**Exercise brief**
Show every line of the data below that contains the string "outline", treating uppercase and lowercase letters as different.

A run of records
======

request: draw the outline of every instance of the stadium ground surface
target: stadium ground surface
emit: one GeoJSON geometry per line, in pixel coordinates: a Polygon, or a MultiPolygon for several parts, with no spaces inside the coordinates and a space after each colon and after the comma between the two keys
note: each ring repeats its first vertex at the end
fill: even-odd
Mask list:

======

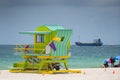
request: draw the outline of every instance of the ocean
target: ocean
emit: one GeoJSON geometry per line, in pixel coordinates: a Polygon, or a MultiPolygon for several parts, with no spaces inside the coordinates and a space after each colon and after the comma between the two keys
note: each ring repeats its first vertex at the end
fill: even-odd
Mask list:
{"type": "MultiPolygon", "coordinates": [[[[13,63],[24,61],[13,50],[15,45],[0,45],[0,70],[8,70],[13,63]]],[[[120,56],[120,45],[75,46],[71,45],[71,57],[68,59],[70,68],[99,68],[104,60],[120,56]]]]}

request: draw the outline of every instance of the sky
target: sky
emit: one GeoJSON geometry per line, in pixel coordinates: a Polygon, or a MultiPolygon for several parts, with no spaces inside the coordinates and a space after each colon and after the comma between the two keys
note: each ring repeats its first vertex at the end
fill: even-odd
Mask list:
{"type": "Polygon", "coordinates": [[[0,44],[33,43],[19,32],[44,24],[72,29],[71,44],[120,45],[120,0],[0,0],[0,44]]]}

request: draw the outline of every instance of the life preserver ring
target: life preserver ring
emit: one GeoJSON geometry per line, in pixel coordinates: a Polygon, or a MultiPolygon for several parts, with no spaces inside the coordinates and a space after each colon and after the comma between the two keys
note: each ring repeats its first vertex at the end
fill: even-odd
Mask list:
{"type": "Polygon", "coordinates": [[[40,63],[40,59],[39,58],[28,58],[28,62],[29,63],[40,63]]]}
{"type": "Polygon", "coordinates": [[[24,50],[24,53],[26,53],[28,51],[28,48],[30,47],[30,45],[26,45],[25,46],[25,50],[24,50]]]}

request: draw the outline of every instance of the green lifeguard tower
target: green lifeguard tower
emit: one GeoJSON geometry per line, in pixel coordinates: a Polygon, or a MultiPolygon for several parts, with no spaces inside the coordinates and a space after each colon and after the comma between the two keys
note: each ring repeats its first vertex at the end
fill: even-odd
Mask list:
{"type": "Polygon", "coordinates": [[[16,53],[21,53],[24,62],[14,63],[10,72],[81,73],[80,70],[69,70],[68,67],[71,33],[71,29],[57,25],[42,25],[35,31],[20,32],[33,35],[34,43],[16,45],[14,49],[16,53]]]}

======

**The solution**
request: draw the outline of every instance of the stadium ground surface
request: draw the outline of every instance of the ocean
request: draw the outline of every instance of the sky
request: draw the outline of every instance of the life preserver ring
request: draw the outline of every instance of the green lifeguard tower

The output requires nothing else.